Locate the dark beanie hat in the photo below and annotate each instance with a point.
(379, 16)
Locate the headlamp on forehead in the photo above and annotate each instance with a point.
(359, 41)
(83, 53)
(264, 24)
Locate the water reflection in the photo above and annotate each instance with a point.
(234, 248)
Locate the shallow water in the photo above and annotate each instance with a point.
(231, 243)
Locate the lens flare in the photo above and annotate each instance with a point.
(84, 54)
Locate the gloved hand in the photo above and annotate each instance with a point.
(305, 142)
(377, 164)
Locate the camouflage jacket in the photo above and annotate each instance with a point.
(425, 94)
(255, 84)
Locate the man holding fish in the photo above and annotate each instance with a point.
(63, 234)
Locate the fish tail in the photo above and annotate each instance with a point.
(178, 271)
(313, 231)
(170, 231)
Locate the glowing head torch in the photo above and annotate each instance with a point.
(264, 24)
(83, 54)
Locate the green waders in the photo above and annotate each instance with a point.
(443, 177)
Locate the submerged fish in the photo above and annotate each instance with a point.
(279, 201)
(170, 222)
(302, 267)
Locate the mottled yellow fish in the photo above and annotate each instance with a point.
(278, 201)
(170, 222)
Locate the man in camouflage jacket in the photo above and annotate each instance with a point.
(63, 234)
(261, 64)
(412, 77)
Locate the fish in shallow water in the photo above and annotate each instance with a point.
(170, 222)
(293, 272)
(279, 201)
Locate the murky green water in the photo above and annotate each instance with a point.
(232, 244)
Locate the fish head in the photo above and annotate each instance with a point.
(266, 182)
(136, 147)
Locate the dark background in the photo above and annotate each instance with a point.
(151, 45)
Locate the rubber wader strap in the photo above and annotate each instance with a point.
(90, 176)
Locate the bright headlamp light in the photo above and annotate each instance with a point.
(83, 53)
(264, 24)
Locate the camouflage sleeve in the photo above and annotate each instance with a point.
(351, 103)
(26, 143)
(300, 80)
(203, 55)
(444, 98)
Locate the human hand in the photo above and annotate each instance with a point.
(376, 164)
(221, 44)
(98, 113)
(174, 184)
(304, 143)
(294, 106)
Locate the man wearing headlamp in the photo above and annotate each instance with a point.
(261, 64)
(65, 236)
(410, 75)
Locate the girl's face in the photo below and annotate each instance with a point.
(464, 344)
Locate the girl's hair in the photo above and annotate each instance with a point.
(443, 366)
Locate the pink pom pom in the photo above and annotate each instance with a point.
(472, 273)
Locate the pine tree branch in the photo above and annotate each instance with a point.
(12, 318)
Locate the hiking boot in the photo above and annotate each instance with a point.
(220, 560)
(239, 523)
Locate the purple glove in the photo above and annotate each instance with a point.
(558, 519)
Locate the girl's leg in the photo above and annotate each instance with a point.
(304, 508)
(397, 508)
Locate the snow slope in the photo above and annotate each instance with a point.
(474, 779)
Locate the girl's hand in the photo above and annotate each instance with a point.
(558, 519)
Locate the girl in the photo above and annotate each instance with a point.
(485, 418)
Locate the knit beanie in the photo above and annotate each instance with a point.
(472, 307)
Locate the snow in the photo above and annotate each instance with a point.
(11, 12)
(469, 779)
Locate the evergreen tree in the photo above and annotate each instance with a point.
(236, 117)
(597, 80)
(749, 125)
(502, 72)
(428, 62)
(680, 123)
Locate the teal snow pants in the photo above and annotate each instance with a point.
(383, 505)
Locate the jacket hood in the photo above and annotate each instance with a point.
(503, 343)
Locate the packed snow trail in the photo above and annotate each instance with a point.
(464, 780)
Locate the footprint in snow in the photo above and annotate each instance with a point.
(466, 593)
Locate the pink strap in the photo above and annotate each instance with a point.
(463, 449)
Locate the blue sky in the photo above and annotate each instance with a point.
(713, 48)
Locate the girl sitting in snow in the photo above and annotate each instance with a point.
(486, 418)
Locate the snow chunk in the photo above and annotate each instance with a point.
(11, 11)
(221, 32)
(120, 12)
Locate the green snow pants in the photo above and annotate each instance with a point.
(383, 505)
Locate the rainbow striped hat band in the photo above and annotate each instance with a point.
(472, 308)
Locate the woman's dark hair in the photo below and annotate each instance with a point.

______________________________

WHAT IS ASKED
Write out all records exactly, keeping every detail.

WRITTEN ANSWER
Locate the dark beanie hat in the photo below and annotate each instance with a point.
(379, 16)
Locate the headlamp on forehead in the photo above and annotate each instance with a point.
(359, 41)
(83, 53)
(264, 24)
Locate the water reflection in the photo above and annotate each instance with a point.
(234, 248)
Locate the shallow water in the photo above and annotate each instance with a point.
(231, 243)
Locate the lens flare in the photo above and annotate each instance with a point.
(84, 54)
Locate the gloved hand in the photo above and annotate each instance with a point.
(305, 142)
(377, 164)
Locate the camouflage jacket in the photo above and annotate each instance with a point.
(425, 94)
(255, 84)
Locate the man holding fish in the photo above and annotate each instance with a point.
(63, 234)
Locate the fish tail in the photo above and annotate each instance with a point.
(178, 271)
(313, 231)
(170, 231)
Locate the glowing head torch in the photo above and annotate each instance with a point.
(264, 24)
(83, 54)
Locate the green waders in the photo above and annotate each instance with a point.
(443, 177)
Locate the submerged fish in the photo above and annotate each instance with a point.
(279, 201)
(170, 222)
(302, 267)
Locate the mottled yellow fish in the photo above and annotate each instance with a point.
(278, 201)
(170, 222)
Locate the man in camouflage jacket in the photo above and annotate each instance with a point.
(63, 234)
(261, 64)
(412, 77)
Locate the fish in shallow water in the photo above and annotate each instance with a point.
(170, 222)
(293, 272)
(279, 201)
Locate the murky green water in the photo above and annotate each instance with a point.
(232, 244)
Locate the fish head in the photo above and annotate each instance with a point.
(266, 182)
(136, 147)
Locate the dark background in the photo above and annotate each instance with a point.
(151, 45)
Locate the rubber wader strap in the photo above and annotate each instance with a point.
(90, 176)
Locate the bright headlamp light in the photo above and annotate each instance with a point.
(83, 53)
(264, 24)
Locate the camouflage sleeve in the photo above and annotate each instance with a point.
(351, 103)
(26, 143)
(300, 80)
(203, 55)
(444, 98)
Locate the human hand in the photo above and annotate each instance with a point.
(376, 164)
(221, 44)
(98, 113)
(174, 184)
(304, 143)
(294, 106)
Locate the man wearing headlamp in the photo above and annotate each instance with a point.
(261, 64)
(65, 236)
(410, 75)
Locate the girl's face in the photo below and annotate each instance with a point.
(464, 344)
Locate the girl's hair in the photo above and annotate each instance with a point.
(443, 366)
Locate the pink pom pom in the photo above and annotate each instance with a point.
(472, 273)
Locate the pine tree branch in the photo above and annotate each instance with a point.
(12, 318)
Locate the hiking boot in the photo above and annotate each instance with a point.
(220, 560)
(239, 523)
Locate the purple glove in the photo above and annotate each instance with a point.
(558, 519)
Locate the girl's leg in the photo above and annotate each instance with a point.
(304, 508)
(397, 508)
Locate the snow slope in the photo above and annotate each instance with a point.
(474, 779)
Locate the girl's hand in the photo above and annotate each instance with a point.
(558, 519)
Locate the girl in the photo above and annotate each instance with a point.
(485, 418)
Locate the knit beanie in the photo above and annotate each instance with a point.
(472, 307)
Locate the snow in the photo above and annotate each instance with a point.
(11, 12)
(469, 779)
Locate the evergreen tree in the photo above and annotate each instance with a point.
(236, 117)
(597, 80)
(749, 125)
(502, 72)
(428, 62)
(680, 123)
Locate the teal snow pants in the photo above and annotate each instance with a point.
(383, 505)
Locate the jacket hood in the photo above and annotate each instance with a point.
(503, 343)
Locate the packed snow trail in the photo above and annotate each instance with a point.
(464, 780)
Locate the footprint in snow in the photo above and annotate each instance with a point.
(466, 593)
Locate the pink strap in the photo above and annotate each instance with a point.
(463, 449)
Locate the blue sky in the photo above and annotate each instance with a point.
(713, 48)
Locate the girl sitting in snow in the photo above and annotate each instance with a point.
(486, 418)
Locate the snow chunk in the photo above and annotate each instance with a point.
(11, 11)
(221, 32)
(120, 12)
Locate the green snow pants in the photo above and annotate each instance with a point.
(383, 505)
Locate the rainbow striped hat band in the photo above and annotate each instance with a point.
(472, 308)
Locate the woman's dark hair in the photo below and annotate each instance with a point.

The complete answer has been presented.